═══ Extracted information

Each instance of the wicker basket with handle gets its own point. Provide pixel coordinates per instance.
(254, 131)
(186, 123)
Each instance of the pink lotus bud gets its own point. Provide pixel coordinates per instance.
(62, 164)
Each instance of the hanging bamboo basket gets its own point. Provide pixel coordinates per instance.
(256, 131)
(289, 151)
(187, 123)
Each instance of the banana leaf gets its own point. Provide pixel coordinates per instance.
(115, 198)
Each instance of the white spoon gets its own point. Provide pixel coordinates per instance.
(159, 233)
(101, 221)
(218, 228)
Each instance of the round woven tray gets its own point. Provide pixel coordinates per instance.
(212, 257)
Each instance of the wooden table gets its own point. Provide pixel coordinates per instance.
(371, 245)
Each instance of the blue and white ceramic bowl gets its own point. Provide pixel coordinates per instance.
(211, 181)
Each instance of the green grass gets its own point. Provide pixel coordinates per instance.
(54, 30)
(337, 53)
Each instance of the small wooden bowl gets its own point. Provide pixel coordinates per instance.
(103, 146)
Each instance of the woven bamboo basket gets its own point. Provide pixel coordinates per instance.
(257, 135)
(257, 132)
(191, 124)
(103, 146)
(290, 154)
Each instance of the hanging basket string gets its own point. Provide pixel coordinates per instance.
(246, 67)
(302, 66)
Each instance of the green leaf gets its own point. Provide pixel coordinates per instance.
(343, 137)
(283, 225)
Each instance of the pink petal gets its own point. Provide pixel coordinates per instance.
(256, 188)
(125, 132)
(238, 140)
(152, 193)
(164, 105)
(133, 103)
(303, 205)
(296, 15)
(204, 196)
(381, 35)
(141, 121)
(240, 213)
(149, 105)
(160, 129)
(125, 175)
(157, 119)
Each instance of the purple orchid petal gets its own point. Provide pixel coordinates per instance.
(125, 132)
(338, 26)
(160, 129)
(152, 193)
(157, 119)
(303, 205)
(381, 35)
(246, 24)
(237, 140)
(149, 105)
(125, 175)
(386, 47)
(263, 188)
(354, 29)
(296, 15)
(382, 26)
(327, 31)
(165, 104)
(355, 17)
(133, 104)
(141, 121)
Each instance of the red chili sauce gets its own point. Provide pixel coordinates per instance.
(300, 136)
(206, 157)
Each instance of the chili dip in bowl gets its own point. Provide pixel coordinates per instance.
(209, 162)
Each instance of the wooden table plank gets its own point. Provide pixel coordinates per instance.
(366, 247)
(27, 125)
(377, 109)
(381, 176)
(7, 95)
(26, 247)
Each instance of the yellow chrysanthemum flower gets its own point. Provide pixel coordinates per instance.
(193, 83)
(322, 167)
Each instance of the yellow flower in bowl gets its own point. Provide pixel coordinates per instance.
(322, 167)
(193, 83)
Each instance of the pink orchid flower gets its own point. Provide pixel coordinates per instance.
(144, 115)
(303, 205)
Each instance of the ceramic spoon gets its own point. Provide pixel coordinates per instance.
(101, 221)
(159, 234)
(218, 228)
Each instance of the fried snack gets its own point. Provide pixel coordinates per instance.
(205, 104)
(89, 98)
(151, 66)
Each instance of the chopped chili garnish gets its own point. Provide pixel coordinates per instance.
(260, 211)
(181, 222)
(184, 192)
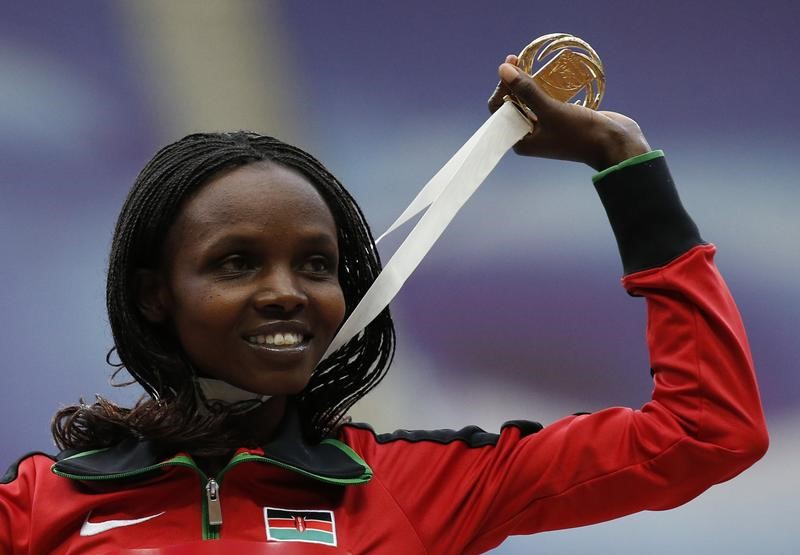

══════

● **Problem statement**
Your answer must be an exact copy of the records, free of images.

● **Expected answer**
Each instance of the wicker basket with handle gets its own point. Provide pixel coordinates per instance.
(254, 131)
(186, 123)
Each instance of the pink lotus bud gets its own point. Provide pixel coordinates per instance.
(62, 164)
Each instance of the hanging bamboo basket gets its own point. Provide pixel coordinates per instance.
(256, 131)
(289, 151)
(187, 123)
Each instance of the banana leaf gets its own point. Provide pixel coordinates per instance.
(115, 198)
Each instance of the white spoon gets its own point. Provide pixel coordinates per instance.
(159, 233)
(101, 221)
(218, 228)
Each instance of the round woven tray gets its own point. Provide pixel coordinates per instance.
(212, 257)
Each instance of the wooden table gets its own point. Provide pixel coordinates per instance.
(371, 245)
Each instance of the blue and white ceramic bowl gets its own point. Provide pixel coordinates per instance.
(211, 181)
Each instance of the green grass gets its own point. Provide pixel coordinates per instance.
(54, 30)
(337, 53)
Each instance of the small wooden bowl gets its own point. Provide pixel coordinates per instance.
(103, 146)
Each instance of the woven bamboo basket gets its own point. Provide pixel coordinates per instance.
(257, 135)
(257, 132)
(191, 124)
(103, 146)
(290, 154)
Each instance of the hanging basket string gets its own point. Provide pixel coordinates per instance.
(246, 67)
(302, 66)
Each instance of the green leaf gets its own point. Provide pixel coordinates per instance.
(343, 137)
(283, 225)
Each instance of the pink petal gets its own point. Provide pixel coordinates per instance.
(256, 188)
(125, 132)
(238, 140)
(152, 193)
(164, 105)
(133, 103)
(303, 205)
(296, 15)
(204, 196)
(381, 35)
(141, 121)
(240, 213)
(149, 105)
(160, 129)
(125, 175)
(157, 119)
Each instance of the purple orchid petal gets its own point. Provide pixel coordinates per instance.
(125, 132)
(338, 26)
(160, 129)
(152, 193)
(157, 119)
(303, 205)
(381, 35)
(246, 24)
(237, 140)
(149, 105)
(125, 175)
(386, 47)
(263, 188)
(354, 29)
(296, 15)
(382, 26)
(327, 31)
(165, 104)
(355, 17)
(133, 104)
(141, 121)
Each instance of the red chili sauce gets its own point. Provide pixel coordinates per instance.
(300, 136)
(206, 157)
Each instance of the chili dip in bowl gets its own point. Provide pixel coordinates per instance.
(209, 162)
Each instance of the wooden table plank gets its own point. Provide pixel coordinates per instance.
(366, 247)
(27, 125)
(377, 109)
(381, 176)
(7, 95)
(26, 247)
Each instance of the yellow chrysanthemum flower gets its own point. Provide pixel coordinates per instance.
(193, 83)
(322, 167)
Each instance of the yellow flower in bowl gets its own point. Provide pixel coordinates per instance.
(322, 167)
(193, 83)
Each instance of the pink orchid flower gets its own point. Provide pixel coordinates per instance.
(144, 115)
(303, 205)
Each instance of the ceramic spoon gets its own point. Provide pixel coordinates per instance.
(101, 221)
(159, 234)
(218, 228)
Each instance of the fried snack gets its own point. Provide pixel coordinates per instance.
(205, 104)
(89, 98)
(151, 66)
Each instance of the chopped chili garnish gets its own point. Provide pixel coordinates per instance.
(260, 211)
(181, 222)
(184, 192)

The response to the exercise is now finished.